Exercise aim: Look through the entries below. Report each line that has the word "form" in it.

══ Dataset

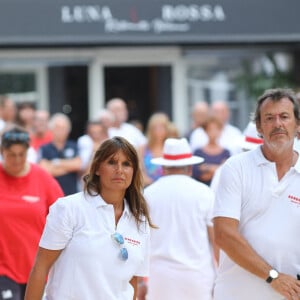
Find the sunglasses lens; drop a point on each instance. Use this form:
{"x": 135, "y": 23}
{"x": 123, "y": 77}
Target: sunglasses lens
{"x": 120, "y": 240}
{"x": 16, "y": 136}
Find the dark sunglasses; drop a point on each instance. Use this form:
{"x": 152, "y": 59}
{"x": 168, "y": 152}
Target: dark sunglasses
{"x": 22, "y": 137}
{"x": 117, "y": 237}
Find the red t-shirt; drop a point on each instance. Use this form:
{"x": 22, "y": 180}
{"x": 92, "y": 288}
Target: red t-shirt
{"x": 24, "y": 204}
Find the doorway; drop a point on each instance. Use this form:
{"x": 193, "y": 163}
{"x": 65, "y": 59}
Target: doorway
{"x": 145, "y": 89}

════
══ Dataset

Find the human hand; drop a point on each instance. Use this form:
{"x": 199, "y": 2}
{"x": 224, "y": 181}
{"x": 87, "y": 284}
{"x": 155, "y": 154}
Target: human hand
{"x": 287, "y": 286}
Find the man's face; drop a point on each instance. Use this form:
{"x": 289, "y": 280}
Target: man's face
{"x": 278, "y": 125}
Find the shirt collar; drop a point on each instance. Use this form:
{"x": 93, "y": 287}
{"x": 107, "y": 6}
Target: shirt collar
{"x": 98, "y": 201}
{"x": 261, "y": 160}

════

Response box:
Find the sunglasses lens; drop a point on each instance. Use this form:
Find the dark sunglasses; drop a point on each instance. Use this form:
Find the red t-shirt; drop a point on each instance. Use this form:
Find the doorway; drop a point on each instance. Use this form:
Find the human hand; drop a point on each instance. Use this form:
Find the man's face; drop a point on each instance. Use this form:
Find the shirt collar; drop a point on each instance. Use this form:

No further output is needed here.